[Stated exercise]: Copy the lines of the records below word for word, starting at the line containing "Each instance of the rocky ledge" and ending at the line containing "(1053, 106)", with both of those lines included.

[Entries from a pointing dataset]
^^^^^^^^
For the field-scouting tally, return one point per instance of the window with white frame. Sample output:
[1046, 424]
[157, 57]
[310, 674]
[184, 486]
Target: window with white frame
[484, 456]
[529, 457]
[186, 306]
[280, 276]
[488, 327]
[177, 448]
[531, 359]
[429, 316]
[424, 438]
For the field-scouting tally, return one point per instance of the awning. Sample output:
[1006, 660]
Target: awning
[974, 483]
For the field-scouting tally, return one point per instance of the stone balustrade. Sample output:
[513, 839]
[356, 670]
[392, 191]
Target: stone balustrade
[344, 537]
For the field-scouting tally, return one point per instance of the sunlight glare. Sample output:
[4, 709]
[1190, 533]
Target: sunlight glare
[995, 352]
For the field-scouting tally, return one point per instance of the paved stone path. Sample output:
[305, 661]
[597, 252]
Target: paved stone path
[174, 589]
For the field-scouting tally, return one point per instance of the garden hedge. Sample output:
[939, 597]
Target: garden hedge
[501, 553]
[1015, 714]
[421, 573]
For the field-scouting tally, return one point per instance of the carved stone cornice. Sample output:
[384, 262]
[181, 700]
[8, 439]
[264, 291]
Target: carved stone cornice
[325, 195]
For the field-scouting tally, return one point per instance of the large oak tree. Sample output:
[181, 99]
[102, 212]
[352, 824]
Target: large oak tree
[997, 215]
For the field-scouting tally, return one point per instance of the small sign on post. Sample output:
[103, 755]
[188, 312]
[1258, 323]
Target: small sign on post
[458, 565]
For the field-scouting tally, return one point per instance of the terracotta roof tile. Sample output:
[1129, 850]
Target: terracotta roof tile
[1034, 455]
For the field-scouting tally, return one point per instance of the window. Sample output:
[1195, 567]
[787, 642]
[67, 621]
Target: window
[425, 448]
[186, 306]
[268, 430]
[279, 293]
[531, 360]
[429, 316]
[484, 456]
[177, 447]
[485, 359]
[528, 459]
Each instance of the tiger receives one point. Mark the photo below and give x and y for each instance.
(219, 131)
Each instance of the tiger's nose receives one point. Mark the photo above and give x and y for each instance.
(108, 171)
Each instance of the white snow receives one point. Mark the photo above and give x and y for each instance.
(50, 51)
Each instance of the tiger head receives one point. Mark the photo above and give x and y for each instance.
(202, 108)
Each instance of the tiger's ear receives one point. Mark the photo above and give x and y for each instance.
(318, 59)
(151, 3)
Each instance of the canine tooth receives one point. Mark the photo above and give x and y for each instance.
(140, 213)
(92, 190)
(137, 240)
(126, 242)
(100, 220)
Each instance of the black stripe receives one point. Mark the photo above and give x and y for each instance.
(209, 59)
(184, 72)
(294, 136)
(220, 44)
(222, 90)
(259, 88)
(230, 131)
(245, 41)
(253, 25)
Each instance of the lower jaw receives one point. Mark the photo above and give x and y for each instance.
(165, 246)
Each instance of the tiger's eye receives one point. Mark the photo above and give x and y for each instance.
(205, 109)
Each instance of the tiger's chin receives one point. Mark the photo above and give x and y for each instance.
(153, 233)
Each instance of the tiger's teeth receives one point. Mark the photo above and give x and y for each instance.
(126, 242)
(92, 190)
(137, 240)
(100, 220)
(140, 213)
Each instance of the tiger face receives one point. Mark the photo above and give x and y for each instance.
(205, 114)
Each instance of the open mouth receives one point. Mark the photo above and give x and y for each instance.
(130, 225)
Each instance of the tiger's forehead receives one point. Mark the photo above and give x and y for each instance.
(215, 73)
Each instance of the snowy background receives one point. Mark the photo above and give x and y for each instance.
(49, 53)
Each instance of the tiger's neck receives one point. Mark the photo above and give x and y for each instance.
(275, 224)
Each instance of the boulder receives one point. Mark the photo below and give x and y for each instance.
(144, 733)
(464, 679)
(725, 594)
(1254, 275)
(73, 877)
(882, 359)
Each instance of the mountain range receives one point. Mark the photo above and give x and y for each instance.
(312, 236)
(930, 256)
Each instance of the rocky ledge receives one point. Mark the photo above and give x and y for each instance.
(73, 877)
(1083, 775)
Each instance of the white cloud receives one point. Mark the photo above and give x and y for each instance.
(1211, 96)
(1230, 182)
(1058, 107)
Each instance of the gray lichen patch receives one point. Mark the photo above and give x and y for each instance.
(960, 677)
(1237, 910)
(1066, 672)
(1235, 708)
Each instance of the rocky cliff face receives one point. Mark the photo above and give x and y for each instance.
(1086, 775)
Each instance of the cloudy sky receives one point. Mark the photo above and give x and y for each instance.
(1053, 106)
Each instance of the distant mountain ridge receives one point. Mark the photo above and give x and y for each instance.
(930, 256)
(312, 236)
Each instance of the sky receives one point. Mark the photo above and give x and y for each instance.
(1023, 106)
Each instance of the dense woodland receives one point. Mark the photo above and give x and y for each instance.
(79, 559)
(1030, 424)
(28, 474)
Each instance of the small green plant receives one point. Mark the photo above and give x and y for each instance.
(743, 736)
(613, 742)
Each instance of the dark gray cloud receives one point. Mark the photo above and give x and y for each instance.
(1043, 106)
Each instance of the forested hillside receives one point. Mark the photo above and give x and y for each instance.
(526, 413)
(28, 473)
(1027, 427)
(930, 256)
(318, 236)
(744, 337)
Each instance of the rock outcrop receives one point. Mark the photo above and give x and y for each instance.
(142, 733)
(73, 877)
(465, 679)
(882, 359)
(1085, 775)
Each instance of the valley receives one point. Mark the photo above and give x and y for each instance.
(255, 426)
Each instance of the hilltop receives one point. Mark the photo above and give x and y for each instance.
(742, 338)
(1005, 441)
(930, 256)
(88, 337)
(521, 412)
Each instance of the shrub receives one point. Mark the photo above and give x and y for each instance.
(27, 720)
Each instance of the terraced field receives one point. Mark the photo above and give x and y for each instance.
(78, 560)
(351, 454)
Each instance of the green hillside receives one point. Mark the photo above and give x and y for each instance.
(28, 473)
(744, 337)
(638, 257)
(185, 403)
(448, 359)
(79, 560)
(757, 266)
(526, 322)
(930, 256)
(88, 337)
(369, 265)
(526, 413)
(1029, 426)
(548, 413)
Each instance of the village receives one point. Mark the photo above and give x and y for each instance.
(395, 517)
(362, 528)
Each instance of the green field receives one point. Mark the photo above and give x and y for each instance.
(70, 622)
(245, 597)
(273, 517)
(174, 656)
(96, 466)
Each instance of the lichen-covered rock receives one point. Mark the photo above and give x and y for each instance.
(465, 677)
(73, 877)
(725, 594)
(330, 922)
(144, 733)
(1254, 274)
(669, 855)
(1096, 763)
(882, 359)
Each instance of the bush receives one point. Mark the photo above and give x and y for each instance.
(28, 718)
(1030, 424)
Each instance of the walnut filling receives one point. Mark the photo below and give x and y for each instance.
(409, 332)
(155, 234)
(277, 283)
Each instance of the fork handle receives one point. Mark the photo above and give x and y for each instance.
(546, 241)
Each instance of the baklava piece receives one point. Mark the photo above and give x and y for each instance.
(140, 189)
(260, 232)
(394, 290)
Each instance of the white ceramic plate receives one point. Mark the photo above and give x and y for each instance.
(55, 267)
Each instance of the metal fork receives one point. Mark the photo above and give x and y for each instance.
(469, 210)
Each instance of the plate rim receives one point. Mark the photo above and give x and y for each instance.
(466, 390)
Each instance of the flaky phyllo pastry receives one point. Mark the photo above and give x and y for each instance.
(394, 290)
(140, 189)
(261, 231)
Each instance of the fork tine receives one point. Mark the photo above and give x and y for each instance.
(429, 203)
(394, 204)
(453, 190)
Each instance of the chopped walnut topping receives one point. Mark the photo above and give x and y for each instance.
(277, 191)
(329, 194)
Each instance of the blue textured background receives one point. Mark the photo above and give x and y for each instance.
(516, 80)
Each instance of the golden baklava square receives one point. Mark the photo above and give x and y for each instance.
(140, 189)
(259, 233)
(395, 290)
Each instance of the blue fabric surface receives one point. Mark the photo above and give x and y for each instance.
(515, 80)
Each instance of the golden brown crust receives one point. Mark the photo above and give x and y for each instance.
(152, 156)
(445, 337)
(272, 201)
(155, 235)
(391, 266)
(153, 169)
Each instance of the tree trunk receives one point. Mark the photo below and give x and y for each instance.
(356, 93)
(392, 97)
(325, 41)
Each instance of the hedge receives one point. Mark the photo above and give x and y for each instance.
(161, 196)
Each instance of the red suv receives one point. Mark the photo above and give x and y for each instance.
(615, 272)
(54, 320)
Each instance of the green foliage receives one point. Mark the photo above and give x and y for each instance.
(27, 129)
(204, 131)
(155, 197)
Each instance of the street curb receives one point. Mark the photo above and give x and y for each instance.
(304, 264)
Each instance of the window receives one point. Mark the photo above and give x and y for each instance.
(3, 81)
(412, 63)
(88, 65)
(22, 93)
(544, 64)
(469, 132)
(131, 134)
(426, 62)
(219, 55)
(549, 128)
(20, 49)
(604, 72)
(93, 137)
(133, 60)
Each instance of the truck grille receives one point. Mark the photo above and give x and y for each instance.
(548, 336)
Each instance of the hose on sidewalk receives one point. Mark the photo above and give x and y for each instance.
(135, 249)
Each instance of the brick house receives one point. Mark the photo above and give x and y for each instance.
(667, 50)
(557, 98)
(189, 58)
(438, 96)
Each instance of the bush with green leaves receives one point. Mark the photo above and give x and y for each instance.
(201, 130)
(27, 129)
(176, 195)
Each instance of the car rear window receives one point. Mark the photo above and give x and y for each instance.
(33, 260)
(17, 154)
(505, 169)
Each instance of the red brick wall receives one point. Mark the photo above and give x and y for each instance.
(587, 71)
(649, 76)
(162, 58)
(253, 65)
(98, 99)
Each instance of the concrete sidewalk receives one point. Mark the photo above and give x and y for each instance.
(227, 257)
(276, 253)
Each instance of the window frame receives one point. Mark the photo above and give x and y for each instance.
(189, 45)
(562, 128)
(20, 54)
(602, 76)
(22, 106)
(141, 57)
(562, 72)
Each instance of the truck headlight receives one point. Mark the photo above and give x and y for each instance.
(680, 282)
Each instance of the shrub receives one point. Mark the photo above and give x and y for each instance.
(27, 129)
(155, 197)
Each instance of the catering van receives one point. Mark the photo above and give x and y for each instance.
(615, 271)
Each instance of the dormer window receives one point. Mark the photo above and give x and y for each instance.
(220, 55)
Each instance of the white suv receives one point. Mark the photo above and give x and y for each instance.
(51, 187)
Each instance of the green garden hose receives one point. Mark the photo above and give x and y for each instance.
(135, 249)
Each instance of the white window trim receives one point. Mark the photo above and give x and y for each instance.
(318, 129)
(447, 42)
^^^^^^^^
[Answer to the exercise]:
Each instance of the rocky ledge receives one point. Mark the photo above and give x and y for each instance.
(73, 877)
(1083, 775)
Each instance of the white cloud receives one point. Mark the photo above and give x and y for each instance.
(1211, 96)
(1230, 182)
(1058, 107)
Each instance of the gray lichen patch receives one point. Mark the photo above and give x and y for each instance.
(960, 677)
(1237, 910)
(1066, 672)
(1235, 708)
Each instance of the rocky cliff face receives one point. Mark the photo above and give x and y for each instance.
(1086, 775)
Each instance of the cloudy sky receives one point. Mark the photo above and give x and y for each instance.
(1053, 106)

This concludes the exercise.